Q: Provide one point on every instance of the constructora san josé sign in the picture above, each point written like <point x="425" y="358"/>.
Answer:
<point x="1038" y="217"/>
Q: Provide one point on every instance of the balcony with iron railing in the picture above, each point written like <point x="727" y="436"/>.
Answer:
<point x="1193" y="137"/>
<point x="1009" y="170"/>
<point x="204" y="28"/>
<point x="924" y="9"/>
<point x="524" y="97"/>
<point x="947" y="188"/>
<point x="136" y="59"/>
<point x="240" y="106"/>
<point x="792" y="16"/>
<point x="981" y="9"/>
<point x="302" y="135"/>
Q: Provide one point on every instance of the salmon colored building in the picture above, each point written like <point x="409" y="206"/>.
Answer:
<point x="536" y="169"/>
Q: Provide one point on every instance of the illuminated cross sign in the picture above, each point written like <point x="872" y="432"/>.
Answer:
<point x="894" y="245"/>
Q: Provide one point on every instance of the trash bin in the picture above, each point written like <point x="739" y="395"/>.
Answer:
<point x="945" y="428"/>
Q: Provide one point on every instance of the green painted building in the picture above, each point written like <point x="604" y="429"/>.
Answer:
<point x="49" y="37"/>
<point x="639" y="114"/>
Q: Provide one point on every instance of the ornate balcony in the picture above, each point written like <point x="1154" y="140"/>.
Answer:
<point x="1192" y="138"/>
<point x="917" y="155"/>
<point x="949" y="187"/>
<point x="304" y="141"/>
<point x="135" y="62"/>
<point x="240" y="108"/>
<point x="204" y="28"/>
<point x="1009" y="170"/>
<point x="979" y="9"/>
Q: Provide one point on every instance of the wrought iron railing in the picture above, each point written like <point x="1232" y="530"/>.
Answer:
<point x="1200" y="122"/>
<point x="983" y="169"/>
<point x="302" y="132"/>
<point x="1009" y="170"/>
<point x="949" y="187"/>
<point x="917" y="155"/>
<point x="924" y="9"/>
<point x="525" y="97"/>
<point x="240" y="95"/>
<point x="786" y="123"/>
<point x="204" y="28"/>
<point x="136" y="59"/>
--
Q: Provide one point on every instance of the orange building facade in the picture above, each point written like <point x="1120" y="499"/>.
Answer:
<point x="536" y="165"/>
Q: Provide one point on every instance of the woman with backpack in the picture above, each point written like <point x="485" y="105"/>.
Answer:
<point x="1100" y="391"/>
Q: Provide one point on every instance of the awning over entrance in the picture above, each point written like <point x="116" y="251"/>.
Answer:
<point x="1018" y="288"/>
--
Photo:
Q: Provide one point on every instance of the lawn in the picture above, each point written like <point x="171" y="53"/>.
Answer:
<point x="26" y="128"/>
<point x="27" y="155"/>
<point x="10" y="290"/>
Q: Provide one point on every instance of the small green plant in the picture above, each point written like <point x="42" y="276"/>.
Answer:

§ Problem description
Pull out each line in the entries above that contains the word "with". Uppercase and lowercase must match.

§ Written answer
Q: Provide one point on every instance of the balcony with iron railing in the picture above, each point written like <point x="727" y="436"/>.
Q: Provide one point on every instance of the woman with backpack in the picture above, each point written like <point x="485" y="105"/>.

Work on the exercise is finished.